Exercise. Produce an exact copy of the lines from the line containing "Find the seatbelt;" through the last line of the listing below, both ends included, and nothing else.

Records provided.
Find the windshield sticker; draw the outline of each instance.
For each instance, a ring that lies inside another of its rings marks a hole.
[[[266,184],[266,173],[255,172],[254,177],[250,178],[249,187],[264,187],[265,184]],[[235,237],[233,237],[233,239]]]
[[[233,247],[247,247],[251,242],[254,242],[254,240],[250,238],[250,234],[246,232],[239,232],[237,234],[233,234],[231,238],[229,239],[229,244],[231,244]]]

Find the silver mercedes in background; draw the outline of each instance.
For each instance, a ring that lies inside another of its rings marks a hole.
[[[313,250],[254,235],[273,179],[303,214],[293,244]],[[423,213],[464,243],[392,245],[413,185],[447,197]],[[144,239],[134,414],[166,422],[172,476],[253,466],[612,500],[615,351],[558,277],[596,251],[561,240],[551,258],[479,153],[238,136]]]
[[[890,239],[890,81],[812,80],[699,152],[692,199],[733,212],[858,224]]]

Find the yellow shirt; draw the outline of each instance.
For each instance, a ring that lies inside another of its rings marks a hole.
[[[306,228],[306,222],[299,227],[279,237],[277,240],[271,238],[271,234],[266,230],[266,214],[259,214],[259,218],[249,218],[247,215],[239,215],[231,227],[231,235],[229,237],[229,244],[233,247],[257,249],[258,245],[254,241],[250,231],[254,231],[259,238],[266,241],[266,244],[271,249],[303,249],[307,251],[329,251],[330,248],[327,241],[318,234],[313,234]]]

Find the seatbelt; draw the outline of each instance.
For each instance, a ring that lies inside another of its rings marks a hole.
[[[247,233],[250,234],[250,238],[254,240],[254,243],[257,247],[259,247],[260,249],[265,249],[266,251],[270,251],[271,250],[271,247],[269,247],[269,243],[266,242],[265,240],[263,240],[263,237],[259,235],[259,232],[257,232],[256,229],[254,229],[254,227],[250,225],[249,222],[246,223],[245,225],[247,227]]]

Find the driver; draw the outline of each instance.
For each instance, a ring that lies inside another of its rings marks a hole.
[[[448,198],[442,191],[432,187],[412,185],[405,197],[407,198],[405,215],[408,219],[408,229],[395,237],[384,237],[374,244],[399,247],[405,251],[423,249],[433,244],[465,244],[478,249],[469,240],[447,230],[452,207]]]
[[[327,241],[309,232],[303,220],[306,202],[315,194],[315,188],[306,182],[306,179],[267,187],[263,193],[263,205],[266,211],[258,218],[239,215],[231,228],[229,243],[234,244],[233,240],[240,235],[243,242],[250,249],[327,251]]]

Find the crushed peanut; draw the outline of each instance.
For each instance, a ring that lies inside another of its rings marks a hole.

Response for this exercise.
Find the seatbelt; draw the outline of each instance.
For each instance, a ring that lies inside another of its rings marks a hole.
[[[247,233],[250,234],[250,238],[254,240],[254,243],[257,247],[259,247],[260,249],[265,249],[266,251],[270,251],[271,250],[271,247],[269,247],[269,243],[266,242],[265,240],[263,240],[263,237],[259,235],[259,232],[257,232],[256,229],[254,229],[254,227],[250,225],[249,222],[246,223],[245,225],[247,227]]]

Find the driver; draw the outline of each instance.
For each instance, a ring that lies inside another of its rings marks a hole.
[[[448,198],[442,191],[432,187],[412,185],[405,197],[407,198],[405,215],[408,219],[408,229],[395,237],[384,237],[374,244],[399,247],[405,251],[423,249],[433,244],[465,244],[478,249],[469,240],[447,230],[452,207]]]
[[[327,241],[309,232],[303,220],[306,202],[315,194],[315,188],[306,182],[306,179],[267,187],[263,193],[263,205],[266,211],[258,218],[239,215],[231,228],[229,243],[234,244],[233,240],[240,235],[243,242],[250,249],[327,251]]]

Find the crushed peanut; draw the outline of each instance.
For each instance, a ring that lies inside another of its rings marks a hole.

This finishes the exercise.